WORK ITEM
Please copy the listing below line for line, leaving every character as it is.
══ RECORDS SUPPLIED
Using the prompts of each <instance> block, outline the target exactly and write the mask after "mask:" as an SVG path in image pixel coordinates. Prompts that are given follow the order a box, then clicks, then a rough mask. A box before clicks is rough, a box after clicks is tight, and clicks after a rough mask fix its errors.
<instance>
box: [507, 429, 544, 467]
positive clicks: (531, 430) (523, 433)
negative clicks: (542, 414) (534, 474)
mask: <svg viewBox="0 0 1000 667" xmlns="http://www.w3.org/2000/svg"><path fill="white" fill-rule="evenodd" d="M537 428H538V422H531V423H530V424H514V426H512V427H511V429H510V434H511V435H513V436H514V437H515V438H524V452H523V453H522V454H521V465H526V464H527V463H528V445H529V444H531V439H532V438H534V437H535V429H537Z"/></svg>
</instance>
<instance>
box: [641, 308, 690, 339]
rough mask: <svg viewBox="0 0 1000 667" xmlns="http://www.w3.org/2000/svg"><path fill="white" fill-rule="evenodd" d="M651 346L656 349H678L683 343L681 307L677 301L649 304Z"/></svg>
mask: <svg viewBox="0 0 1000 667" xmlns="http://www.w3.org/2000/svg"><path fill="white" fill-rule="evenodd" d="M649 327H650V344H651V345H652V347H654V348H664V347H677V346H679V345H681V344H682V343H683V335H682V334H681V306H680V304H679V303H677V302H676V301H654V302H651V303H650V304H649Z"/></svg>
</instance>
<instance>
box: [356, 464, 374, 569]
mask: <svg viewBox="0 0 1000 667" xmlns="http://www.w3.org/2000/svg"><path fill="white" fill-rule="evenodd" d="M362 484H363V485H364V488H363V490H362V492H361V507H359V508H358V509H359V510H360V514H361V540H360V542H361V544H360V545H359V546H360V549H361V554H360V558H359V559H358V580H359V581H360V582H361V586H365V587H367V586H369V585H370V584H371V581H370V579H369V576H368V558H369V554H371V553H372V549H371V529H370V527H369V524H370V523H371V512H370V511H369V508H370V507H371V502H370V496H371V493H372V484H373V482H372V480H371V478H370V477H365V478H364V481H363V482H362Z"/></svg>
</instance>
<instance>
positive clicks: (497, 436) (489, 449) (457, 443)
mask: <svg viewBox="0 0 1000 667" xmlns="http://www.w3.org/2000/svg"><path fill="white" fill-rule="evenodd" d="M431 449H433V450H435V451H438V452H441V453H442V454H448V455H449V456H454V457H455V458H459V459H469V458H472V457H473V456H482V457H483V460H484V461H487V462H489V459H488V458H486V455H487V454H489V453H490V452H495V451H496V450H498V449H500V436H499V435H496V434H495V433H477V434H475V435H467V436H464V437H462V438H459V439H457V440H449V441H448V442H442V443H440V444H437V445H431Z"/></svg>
════
REPLY TO THE TASK
Using the prompts of each <instance> block, outline the target exactly and write the mask after "mask:" as an SVG path in image pixel coordinates. Prompts that are given follow the order a box, then clicks, then a rough mask. A box before clicks is rough, a box after clicks is tight, and clicks after a rough mask fix its errors.
<instance>
box: [507, 429, 544, 467]
positive clicks: (531, 430) (523, 433)
negative clicks: (542, 414) (534, 474)
mask: <svg viewBox="0 0 1000 667" xmlns="http://www.w3.org/2000/svg"><path fill="white" fill-rule="evenodd" d="M537 428H538V422H531V423H530V424H514V426H512V427H511V429H510V434H511V435H513V436H514V437H515V438H524V452H523V453H522V454H521V465H526V464H527V463H528V445H529V444H531V439H532V438H534V437H535V429H537Z"/></svg>
</instance>
<instance>
box: [641, 308, 690, 339]
rough mask: <svg viewBox="0 0 1000 667" xmlns="http://www.w3.org/2000/svg"><path fill="white" fill-rule="evenodd" d="M651 346L656 349H678L683 343L681 307L677 301L649 304Z"/></svg>
mask: <svg viewBox="0 0 1000 667" xmlns="http://www.w3.org/2000/svg"><path fill="white" fill-rule="evenodd" d="M649 327H650V344H651V345H652V347H654V348H664V347H677V346H679V345H681V344H682V343H683V335H682V334H681V306H680V304H679V303H677V302H676V301H654V302H651V303H650V304H649Z"/></svg>
</instance>
<instance>
box: [356, 464, 374, 569]
mask: <svg viewBox="0 0 1000 667" xmlns="http://www.w3.org/2000/svg"><path fill="white" fill-rule="evenodd" d="M362 484H363V485H364V488H363V490H362V492H361V507H359V508H358V509H359V510H360V514H361V540H360V542H361V544H360V545H359V546H360V549H361V554H360V558H359V559H358V580H359V581H360V582H361V586H365V587H367V586H369V585H370V584H371V581H370V579H369V576H368V558H369V554H371V553H372V549H371V529H370V527H369V524H370V523H371V512H370V511H369V508H370V507H371V502H370V496H371V493H372V484H373V482H372V480H371V478H370V477H365V478H364V481H363V482H362Z"/></svg>
</instance>
<instance>
positive clicks: (497, 436) (489, 449) (457, 443)
mask: <svg viewBox="0 0 1000 667" xmlns="http://www.w3.org/2000/svg"><path fill="white" fill-rule="evenodd" d="M431 449H433V450H435V451H438V452H441V453H442V454H448V455H449V456H454V457H455V458H459V459H469V458H472V457H473V456H482V457H483V460H484V461H487V462H489V459H488V458H486V455H487V454H489V453H490V452H495V451H496V450H498V449H500V436H499V435H496V434H495V433H477V434H475V435H467V436H464V437H462V438H459V439H457V440H449V441H448V442H442V443H440V444H437V445H431Z"/></svg>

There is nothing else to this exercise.